An exact, complete copy of the data that follows is needed.

(EXTRACTED INFORMATION begins)

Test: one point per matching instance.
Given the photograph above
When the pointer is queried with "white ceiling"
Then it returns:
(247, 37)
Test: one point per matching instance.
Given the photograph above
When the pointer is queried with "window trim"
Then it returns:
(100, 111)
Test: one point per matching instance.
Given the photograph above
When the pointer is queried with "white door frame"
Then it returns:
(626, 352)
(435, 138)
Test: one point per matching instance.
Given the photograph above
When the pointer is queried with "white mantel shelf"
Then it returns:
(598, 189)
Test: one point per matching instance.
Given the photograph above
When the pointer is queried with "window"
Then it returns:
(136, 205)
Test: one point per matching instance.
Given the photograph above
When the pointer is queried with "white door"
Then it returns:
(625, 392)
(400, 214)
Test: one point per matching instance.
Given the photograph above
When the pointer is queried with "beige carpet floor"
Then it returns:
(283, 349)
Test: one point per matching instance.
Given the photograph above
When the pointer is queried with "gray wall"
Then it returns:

(EXTRACTED INFORMATION ends)

= WRITTEN ANSWER =
Test: one point per matching instance.
Given the photograph above
When the pointer is queried with "white ceiling"
Then it returns:
(247, 37)
Test: one point per matching instance.
Given the photograph above
When the pointer is queried with "window trim"
Then it returns:
(100, 111)
Test: one point per matching instance.
Given the photograph above
When the pointer is queried with "white door frame"
Then it returns:
(626, 352)
(435, 138)
Test: one point per matching instance.
Given the photograph above
When the pointer is queried with "white mantel shelf"
Then it returns:
(598, 189)
Test: one point per matching instance.
Given the photograph above
When the pointer is queried with "window"
Then it returns:
(136, 205)
Test: one point per matching instance.
Given the photograph above
When the pointer is queried with "white door"
Then it returns:
(625, 392)
(400, 214)
Test: one point per matching instance.
Given the photograph above
When the pointer is queried with "beige carpet floor"
Then it returns:
(283, 349)
Test: one point per matching instance.
Given the photograph above
When the pointer is queried with "gray wall"
Then it returns:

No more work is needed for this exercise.